■ ACTION ITEM ■
In your copy, leave out all pictures and reproduce every entry exactly.

[Start of Attachment]

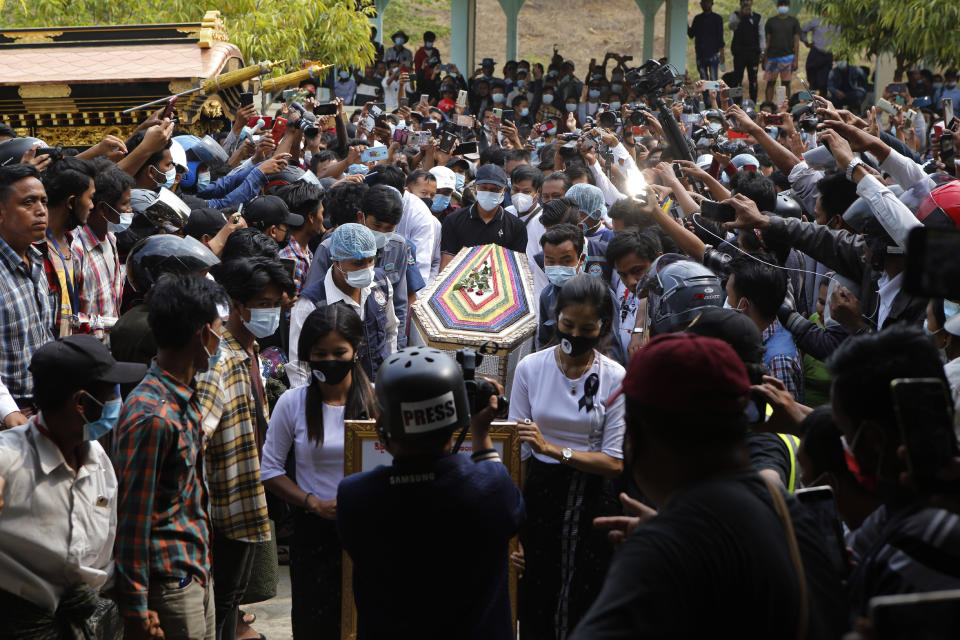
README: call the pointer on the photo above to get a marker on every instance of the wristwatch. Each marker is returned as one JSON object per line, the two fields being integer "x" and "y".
{"x": 856, "y": 162}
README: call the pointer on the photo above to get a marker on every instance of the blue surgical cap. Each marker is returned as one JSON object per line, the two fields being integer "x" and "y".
{"x": 352, "y": 241}
{"x": 589, "y": 200}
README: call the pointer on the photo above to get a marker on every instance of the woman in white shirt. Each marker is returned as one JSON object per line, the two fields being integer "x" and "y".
{"x": 308, "y": 421}
{"x": 572, "y": 449}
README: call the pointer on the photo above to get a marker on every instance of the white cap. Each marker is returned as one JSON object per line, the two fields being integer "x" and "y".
{"x": 446, "y": 178}
{"x": 952, "y": 325}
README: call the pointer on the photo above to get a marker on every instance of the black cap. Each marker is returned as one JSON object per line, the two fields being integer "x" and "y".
{"x": 205, "y": 221}
{"x": 267, "y": 211}
{"x": 82, "y": 358}
{"x": 732, "y": 327}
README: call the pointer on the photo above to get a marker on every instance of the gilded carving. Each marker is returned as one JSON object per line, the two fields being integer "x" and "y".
{"x": 33, "y": 37}
{"x": 28, "y": 91}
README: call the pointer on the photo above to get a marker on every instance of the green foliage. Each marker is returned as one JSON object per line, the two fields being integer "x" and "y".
{"x": 329, "y": 31}
{"x": 414, "y": 17}
{"x": 912, "y": 30}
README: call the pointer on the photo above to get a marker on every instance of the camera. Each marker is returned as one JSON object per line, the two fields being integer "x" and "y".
{"x": 307, "y": 121}
{"x": 652, "y": 78}
{"x": 478, "y": 389}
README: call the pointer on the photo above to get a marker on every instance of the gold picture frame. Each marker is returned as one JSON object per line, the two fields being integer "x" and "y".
{"x": 363, "y": 451}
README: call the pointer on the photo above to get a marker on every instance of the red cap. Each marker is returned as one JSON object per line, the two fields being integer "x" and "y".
{"x": 681, "y": 371}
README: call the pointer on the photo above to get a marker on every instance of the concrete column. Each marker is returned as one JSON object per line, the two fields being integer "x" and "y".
{"x": 377, "y": 21}
{"x": 463, "y": 25}
{"x": 676, "y": 33}
{"x": 511, "y": 8}
{"x": 649, "y": 9}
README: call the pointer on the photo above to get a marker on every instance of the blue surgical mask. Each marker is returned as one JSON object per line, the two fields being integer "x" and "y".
{"x": 489, "y": 200}
{"x": 358, "y": 279}
{"x": 126, "y": 219}
{"x": 263, "y": 322}
{"x": 558, "y": 275}
{"x": 213, "y": 358}
{"x": 109, "y": 415}
{"x": 169, "y": 177}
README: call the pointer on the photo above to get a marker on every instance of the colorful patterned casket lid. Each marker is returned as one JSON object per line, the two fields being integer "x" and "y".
{"x": 484, "y": 295}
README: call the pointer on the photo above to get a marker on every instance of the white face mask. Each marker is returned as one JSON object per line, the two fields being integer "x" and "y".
{"x": 489, "y": 200}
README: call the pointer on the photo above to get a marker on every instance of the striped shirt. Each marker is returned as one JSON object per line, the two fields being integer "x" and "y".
{"x": 164, "y": 530}
{"x": 26, "y": 316}
{"x": 238, "y": 505}
{"x": 101, "y": 284}
{"x": 293, "y": 251}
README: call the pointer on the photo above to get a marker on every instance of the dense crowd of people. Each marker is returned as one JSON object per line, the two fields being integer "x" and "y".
{"x": 738, "y": 394}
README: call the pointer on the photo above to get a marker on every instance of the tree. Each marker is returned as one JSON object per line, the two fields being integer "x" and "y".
{"x": 329, "y": 31}
{"x": 914, "y": 31}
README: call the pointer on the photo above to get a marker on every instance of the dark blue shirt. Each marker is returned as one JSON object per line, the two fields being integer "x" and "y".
{"x": 707, "y": 34}
{"x": 429, "y": 542}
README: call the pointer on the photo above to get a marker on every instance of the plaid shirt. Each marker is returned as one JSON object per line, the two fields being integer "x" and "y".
{"x": 293, "y": 251}
{"x": 787, "y": 370}
{"x": 238, "y": 505}
{"x": 26, "y": 315}
{"x": 163, "y": 530}
{"x": 101, "y": 285}
{"x": 55, "y": 287}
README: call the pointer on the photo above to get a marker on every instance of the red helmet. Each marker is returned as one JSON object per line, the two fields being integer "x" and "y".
{"x": 941, "y": 208}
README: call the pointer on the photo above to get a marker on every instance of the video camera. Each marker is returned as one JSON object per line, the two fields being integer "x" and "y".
{"x": 478, "y": 389}
{"x": 307, "y": 122}
{"x": 652, "y": 78}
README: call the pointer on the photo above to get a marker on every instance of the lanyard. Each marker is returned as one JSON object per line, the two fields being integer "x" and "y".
{"x": 71, "y": 292}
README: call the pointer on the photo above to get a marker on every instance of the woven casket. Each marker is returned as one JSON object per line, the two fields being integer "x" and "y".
{"x": 483, "y": 300}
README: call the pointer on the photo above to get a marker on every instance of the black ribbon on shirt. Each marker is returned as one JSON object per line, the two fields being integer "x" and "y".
{"x": 590, "y": 388}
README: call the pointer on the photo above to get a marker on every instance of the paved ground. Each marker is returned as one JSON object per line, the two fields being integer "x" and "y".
{"x": 273, "y": 616}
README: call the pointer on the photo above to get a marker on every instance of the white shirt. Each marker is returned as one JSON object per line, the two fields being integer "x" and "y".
{"x": 305, "y": 306}
{"x": 541, "y": 392}
{"x": 888, "y": 290}
{"x": 535, "y": 231}
{"x": 7, "y": 404}
{"x": 57, "y": 528}
{"x": 629, "y": 321}
{"x": 319, "y": 466}
{"x": 391, "y": 93}
{"x": 420, "y": 227}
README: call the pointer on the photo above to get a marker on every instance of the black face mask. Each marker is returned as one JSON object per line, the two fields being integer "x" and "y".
{"x": 576, "y": 345}
{"x": 331, "y": 372}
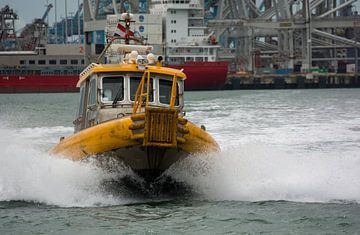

[End of Attachment]

■ PROBLEM SOLUTION ■
README: call the pointer on the photo above to get a marker on every instance of the wristwatch. Each marker is returned as one JSON object per line, the two fields being integer "x" and "y".
{"x": 856, "y": 162}
README: call the pointer on the photo above to get a marker on every instance of the blue surgical cap. Each marker is returned as one JSON object per line, the two fields being integer "x" and "y".
{"x": 352, "y": 241}
{"x": 589, "y": 200}
README: call the pointer on the photo above to get a marker on every instance of the woman in white shirt. Each marker is returned as one JSON object per line, the two fields being integer "x" and "y".
{"x": 308, "y": 421}
{"x": 572, "y": 449}
README: call the pointer on the photo above to get a marker on every instance of the white cap. Each marker is returned as one JSON object per line, the two fields being integer "x" and "y".
{"x": 446, "y": 178}
{"x": 952, "y": 325}
README: call the pointer on the photo above to get a marker on every instance of the black cap. Each marker is returned as one JSON object per line, the two fields being integer "x" and "y".
{"x": 205, "y": 221}
{"x": 267, "y": 211}
{"x": 82, "y": 358}
{"x": 732, "y": 327}
README: call the pointer on the photo above to get a marker on every instance of the gilded carving. Each marker is returned as one JSON object per line, the two fields being integer "x" and "y".
{"x": 33, "y": 37}
{"x": 28, "y": 91}
README: call the pointer on the photo above to get a marker on every instance of the green foliage. Each marker is returned as one JSON object per line, the two fields being integer "x" and "y".
{"x": 329, "y": 31}
{"x": 414, "y": 17}
{"x": 912, "y": 30}
README: call the pointer on the photo above to get a marker on every instance of the camera. Each marker is returned as one JSON object per line, the two fields being integer "x" and "y".
{"x": 307, "y": 121}
{"x": 652, "y": 78}
{"x": 478, "y": 389}
README: call the pointer on the photo above to get a marker on every instance of the gold picture frame. Each marker is returned as one JSON object per line, the two fields being integer "x" and "y".
{"x": 363, "y": 451}
README: call the pointer on the photo above to get a marker on every instance of the red cap. Each marker is returned as one JSON object per line, the two fields being integer "x" and "y".
{"x": 681, "y": 371}
README: call the pointer on the photo above to get a marker on every instance of the concrete column. Each marker is returned as one JSON object per line, the two fields being integer "x" and "y".
{"x": 377, "y": 21}
{"x": 463, "y": 25}
{"x": 676, "y": 33}
{"x": 511, "y": 8}
{"x": 649, "y": 9}
README: call the pointer on the photo above to get a marker on every instance of the blue surgical mask. Each marker is returned as one JSON object per line, the two fields being integer "x" and "y".
{"x": 489, "y": 200}
{"x": 358, "y": 279}
{"x": 126, "y": 219}
{"x": 263, "y": 322}
{"x": 558, "y": 275}
{"x": 213, "y": 358}
{"x": 109, "y": 415}
{"x": 169, "y": 177}
README: call the pointer on the photo above to get a marker on every instance of the colorful patterned casket lid. Each marker is returned as one JSON object per line, the two fields being integer "x" and "y".
{"x": 484, "y": 295}
README: call the pointer on the photo above to get a marker on every instance of the white face mask. Each marker is returned as one JSON object per line, the two fields being integer "x" and "y".
{"x": 489, "y": 200}
README: call the pointer on the photo above to get a marker on every instance of the striped shirt. Each marker is returned as one JSON object per line, the two fields being integer "x" and "y".
{"x": 164, "y": 530}
{"x": 26, "y": 316}
{"x": 238, "y": 505}
{"x": 101, "y": 284}
{"x": 293, "y": 251}
README: call the pointer on the photo above to get a marker on every instance of the dense crowd of people. Each marker is returned as one JSON object per line, the two fields being integer "x" and "y".
{"x": 738, "y": 394}
README: call the pointer on the photo above to get a marker on every instance of the tree. Each marker is returned as one JSON object per line, the two fields being integer "x" and "y".
{"x": 329, "y": 31}
{"x": 914, "y": 31}
README: call the pointer on the photo above to get a marker on every instance of the dark blue shirt. Each marker is returned as one JSON object per line, the two fields being integer "x" and "y".
{"x": 707, "y": 34}
{"x": 429, "y": 542}
README: call the pointer on the photo above to get a marker on every instance of the plaid shirt. Each marker is returned as one JSON object per line, the two fields being integer "x" and "y".
{"x": 293, "y": 251}
{"x": 787, "y": 370}
{"x": 238, "y": 505}
{"x": 26, "y": 315}
{"x": 163, "y": 530}
{"x": 101, "y": 285}
{"x": 55, "y": 287}
README: call the pointer on the photo above to get a marker on every instance of the red helmet. Each marker is returned as one JSON object per line, the two fields being integer "x" and "y".
{"x": 941, "y": 208}
README: call the pointer on the photo above to get a marker on every instance of the video camera. Each marker is returned as one JSON object per line, the two fields being integer "x" and "y".
{"x": 478, "y": 389}
{"x": 307, "y": 122}
{"x": 652, "y": 78}
README: call the pointer on the photo above to get a marker on every instance of the lanyard. Each marker is returned as one JSON object per line, the two fields being integer "x" and "y".
{"x": 71, "y": 292}
README: call the pointer on the photo above to get a marker on every instance of the woven casket. Each marker is returned as one JSON object per line, the two fields being integer "x" and "y".
{"x": 483, "y": 300}
README: call the pointer on the photo above to get a marker on every instance of the black ribbon on shirt. Each marker is returned as one JSON object per line, the two fields being integer "x" and "y".
{"x": 590, "y": 388}
README: call the pointer on the photo above to get a marker on every instance of the paved ground. Each marker is returned as one JSON object per line, the two fields being integer "x" and "y".
{"x": 273, "y": 616}
README: call the pointer on the photo above to get a marker on every instance of the white shirt. Each marker is returned as one JSON object per line, the two fields being integer "x" and "y".
{"x": 305, "y": 306}
{"x": 541, "y": 392}
{"x": 888, "y": 290}
{"x": 535, "y": 231}
{"x": 7, "y": 404}
{"x": 57, "y": 528}
{"x": 629, "y": 321}
{"x": 319, "y": 466}
{"x": 391, "y": 93}
{"x": 420, "y": 227}
README: call the pointer on the photo above to get a marker on every instance of the black face mask. Each marker is returned as one JSON object per line, the two fields being integer "x" and "y".
{"x": 576, "y": 345}
{"x": 331, "y": 372}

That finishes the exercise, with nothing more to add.